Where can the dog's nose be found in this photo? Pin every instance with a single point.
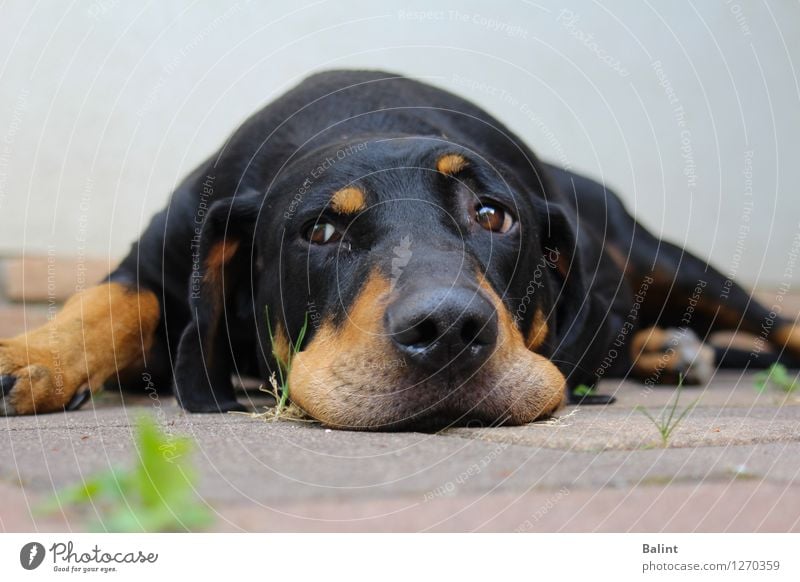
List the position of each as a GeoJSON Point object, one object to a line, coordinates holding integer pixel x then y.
{"type": "Point", "coordinates": [445, 327]}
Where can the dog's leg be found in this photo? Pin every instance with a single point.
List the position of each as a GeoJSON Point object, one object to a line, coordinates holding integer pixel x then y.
{"type": "Point", "coordinates": [669, 356]}
{"type": "Point", "coordinates": [99, 332]}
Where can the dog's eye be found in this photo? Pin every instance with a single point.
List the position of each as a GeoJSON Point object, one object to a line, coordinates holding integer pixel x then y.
{"type": "Point", "coordinates": [322, 233]}
{"type": "Point", "coordinates": [493, 217]}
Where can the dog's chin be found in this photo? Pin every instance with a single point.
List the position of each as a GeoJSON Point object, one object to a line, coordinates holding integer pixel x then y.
{"type": "Point", "coordinates": [510, 389]}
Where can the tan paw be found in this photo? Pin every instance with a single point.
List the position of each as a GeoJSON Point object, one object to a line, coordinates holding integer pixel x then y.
{"type": "Point", "coordinates": [31, 381]}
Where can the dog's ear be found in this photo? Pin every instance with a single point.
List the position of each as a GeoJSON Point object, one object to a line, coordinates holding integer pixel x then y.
{"type": "Point", "coordinates": [221, 263]}
{"type": "Point", "coordinates": [572, 303]}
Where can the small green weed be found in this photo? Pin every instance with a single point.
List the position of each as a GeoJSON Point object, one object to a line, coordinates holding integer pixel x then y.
{"type": "Point", "coordinates": [279, 384]}
{"type": "Point", "coordinates": [777, 376]}
{"type": "Point", "coordinates": [156, 495]}
{"type": "Point", "coordinates": [583, 390]}
{"type": "Point", "coordinates": [667, 422]}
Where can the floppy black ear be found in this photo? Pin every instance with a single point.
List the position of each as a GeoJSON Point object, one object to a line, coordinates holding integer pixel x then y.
{"type": "Point", "coordinates": [584, 322]}
{"type": "Point", "coordinates": [561, 253]}
{"type": "Point", "coordinates": [222, 261]}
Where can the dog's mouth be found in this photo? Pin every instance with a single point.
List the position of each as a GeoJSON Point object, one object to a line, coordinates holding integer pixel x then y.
{"type": "Point", "coordinates": [478, 371]}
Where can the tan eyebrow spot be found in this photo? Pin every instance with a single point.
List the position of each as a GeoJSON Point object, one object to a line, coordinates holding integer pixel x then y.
{"type": "Point", "coordinates": [348, 200]}
{"type": "Point", "coordinates": [451, 164]}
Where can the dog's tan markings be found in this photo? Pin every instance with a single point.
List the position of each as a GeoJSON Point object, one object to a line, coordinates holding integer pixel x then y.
{"type": "Point", "coordinates": [351, 375]}
{"type": "Point", "coordinates": [349, 200]}
{"type": "Point", "coordinates": [327, 379]}
{"type": "Point", "coordinates": [538, 331]}
{"type": "Point", "coordinates": [451, 164]}
{"type": "Point", "coordinates": [538, 385]}
{"type": "Point", "coordinates": [218, 255]}
{"type": "Point", "coordinates": [788, 337]}
{"type": "Point", "coordinates": [99, 332]}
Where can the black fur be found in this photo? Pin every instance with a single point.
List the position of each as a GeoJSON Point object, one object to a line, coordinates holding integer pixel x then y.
{"type": "Point", "coordinates": [385, 133]}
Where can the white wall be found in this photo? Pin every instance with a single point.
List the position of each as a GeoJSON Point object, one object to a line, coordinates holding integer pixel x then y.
{"type": "Point", "coordinates": [105, 105]}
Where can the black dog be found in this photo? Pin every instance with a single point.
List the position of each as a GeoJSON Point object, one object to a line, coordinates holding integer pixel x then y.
{"type": "Point", "coordinates": [441, 273]}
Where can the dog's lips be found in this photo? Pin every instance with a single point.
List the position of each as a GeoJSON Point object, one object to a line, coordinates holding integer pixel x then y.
{"type": "Point", "coordinates": [502, 392]}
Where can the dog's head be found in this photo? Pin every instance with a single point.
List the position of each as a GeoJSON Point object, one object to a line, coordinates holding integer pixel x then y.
{"type": "Point", "coordinates": [434, 286]}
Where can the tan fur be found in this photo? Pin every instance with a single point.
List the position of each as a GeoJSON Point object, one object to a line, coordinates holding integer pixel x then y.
{"type": "Point", "coordinates": [451, 164]}
{"type": "Point", "coordinates": [218, 256]}
{"type": "Point", "coordinates": [99, 332]}
{"type": "Point", "coordinates": [351, 376]}
{"type": "Point", "coordinates": [348, 200]}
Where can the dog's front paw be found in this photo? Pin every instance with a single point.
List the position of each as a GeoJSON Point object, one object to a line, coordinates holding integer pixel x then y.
{"type": "Point", "coordinates": [30, 381]}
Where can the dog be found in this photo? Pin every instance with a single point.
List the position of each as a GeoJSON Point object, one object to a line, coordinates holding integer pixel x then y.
{"type": "Point", "coordinates": [413, 259]}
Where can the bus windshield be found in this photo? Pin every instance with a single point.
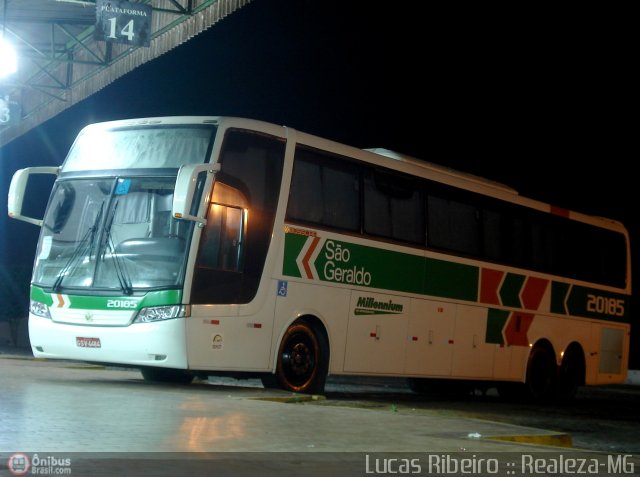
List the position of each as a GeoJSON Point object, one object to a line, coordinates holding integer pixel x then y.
{"type": "Point", "coordinates": [139, 148]}
{"type": "Point", "coordinates": [112, 234]}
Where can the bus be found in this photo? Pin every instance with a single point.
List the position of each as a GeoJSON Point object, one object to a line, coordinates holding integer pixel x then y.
{"type": "Point", "coordinates": [199, 246]}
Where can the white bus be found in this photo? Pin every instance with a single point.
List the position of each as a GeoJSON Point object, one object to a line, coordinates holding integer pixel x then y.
{"type": "Point", "coordinates": [194, 246]}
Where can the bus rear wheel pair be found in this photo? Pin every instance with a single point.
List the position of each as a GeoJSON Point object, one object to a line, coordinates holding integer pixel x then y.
{"type": "Point", "coordinates": [303, 359]}
{"type": "Point", "coordinates": [546, 382]}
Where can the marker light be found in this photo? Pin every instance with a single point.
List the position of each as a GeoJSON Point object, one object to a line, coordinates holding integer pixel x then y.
{"type": "Point", "coordinates": [39, 309]}
{"type": "Point", "coordinates": [160, 313]}
{"type": "Point", "coordinates": [8, 59]}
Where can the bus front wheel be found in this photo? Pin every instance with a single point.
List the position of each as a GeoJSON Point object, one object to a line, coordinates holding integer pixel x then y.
{"type": "Point", "coordinates": [303, 359]}
{"type": "Point", "coordinates": [541, 374]}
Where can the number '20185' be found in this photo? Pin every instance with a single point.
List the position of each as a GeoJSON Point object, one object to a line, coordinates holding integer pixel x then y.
{"type": "Point", "coordinates": [605, 305]}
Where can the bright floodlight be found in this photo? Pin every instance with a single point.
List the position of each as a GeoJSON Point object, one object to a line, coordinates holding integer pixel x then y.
{"type": "Point", "coordinates": [8, 61]}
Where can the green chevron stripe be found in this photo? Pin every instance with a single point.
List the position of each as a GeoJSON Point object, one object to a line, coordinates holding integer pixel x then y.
{"type": "Point", "coordinates": [510, 290]}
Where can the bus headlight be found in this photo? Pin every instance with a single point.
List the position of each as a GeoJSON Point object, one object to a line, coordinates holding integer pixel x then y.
{"type": "Point", "coordinates": [159, 313]}
{"type": "Point", "coordinates": [39, 309]}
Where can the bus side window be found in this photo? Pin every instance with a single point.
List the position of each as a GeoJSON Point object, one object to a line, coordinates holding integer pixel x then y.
{"type": "Point", "coordinates": [222, 245]}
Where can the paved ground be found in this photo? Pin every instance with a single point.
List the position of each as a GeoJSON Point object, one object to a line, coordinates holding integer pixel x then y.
{"type": "Point", "coordinates": [71, 410]}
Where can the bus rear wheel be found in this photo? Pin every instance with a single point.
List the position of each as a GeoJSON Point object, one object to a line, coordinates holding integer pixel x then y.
{"type": "Point", "coordinates": [303, 359]}
{"type": "Point", "coordinates": [166, 375]}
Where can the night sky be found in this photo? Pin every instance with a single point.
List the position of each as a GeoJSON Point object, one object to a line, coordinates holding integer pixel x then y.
{"type": "Point", "coordinates": [537, 100]}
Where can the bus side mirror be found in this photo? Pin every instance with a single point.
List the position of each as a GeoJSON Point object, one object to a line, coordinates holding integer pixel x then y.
{"type": "Point", "coordinates": [189, 189]}
{"type": "Point", "coordinates": [17, 190]}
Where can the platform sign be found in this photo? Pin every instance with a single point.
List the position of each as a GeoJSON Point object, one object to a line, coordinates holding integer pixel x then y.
{"type": "Point", "coordinates": [9, 112]}
{"type": "Point", "coordinates": [123, 22]}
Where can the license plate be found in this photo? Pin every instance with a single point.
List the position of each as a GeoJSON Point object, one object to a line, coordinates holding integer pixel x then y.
{"type": "Point", "coordinates": [82, 342]}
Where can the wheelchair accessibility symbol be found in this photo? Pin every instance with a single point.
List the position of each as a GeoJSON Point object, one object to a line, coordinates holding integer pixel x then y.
{"type": "Point", "coordinates": [282, 288]}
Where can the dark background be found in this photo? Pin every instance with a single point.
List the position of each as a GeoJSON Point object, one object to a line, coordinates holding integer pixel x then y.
{"type": "Point", "coordinates": [540, 100]}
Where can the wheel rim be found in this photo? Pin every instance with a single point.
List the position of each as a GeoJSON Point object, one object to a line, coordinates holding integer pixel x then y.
{"type": "Point", "coordinates": [299, 359]}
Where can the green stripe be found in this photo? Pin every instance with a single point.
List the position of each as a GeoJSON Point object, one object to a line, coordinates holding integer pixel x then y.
{"type": "Point", "coordinates": [293, 244]}
{"type": "Point", "coordinates": [510, 290]}
{"type": "Point", "coordinates": [115, 302]}
{"type": "Point", "coordinates": [559, 292]}
{"type": "Point", "coordinates": [496, 320]}
{"type": "Point", "coordinates": [353, 264]}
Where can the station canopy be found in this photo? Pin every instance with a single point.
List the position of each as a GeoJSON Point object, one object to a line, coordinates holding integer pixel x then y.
{"type": "Point", "coordinates": [66, 50]}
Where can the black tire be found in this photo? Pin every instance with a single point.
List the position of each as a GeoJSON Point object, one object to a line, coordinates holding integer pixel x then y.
{"type": "Point", "coordinates": [540, 384]}
{"type": "Point", "coordinates": [419, 385]}
{"type": "Point", "coordinates": [571, 375]}
{"type": "Point", "coordinates": [270, 381]}
{"type": "Point", "coordinates": [166, 375]}
{"type": "Point", "coordinates": [303, 359]}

________________________

Task statement. Set out exactly the run of lines that begins at the line holding "Where can the station" and ends at the last line of the data.

Response below.
Where can the station canopy be found in this photo? Pin every instance with a single point.
List the position of each as a GeoJSON Point object, one object to a line, coordinates holding integer pixel x then y.
{"type": "Point", "coordinates": [66, 50]}
Where can the black tire be found in this photo? Pin every instance with a single point.
List the position of each as a GeoJSON Point object, one object to a line, coordinates holding integer pixel x then y.
{"type": "Point", "coordinates": [540, 384]}
{"type": "Point", "coordinates": [419, 385]}
{"type": "Point", "coordinates": [571, 375]}
{"type": "Point", "coordinates": [270, 381]}
{"type": "Point", "coordinates": [166, 375]}
{"type": "Point", "coordinates": [303, 359]}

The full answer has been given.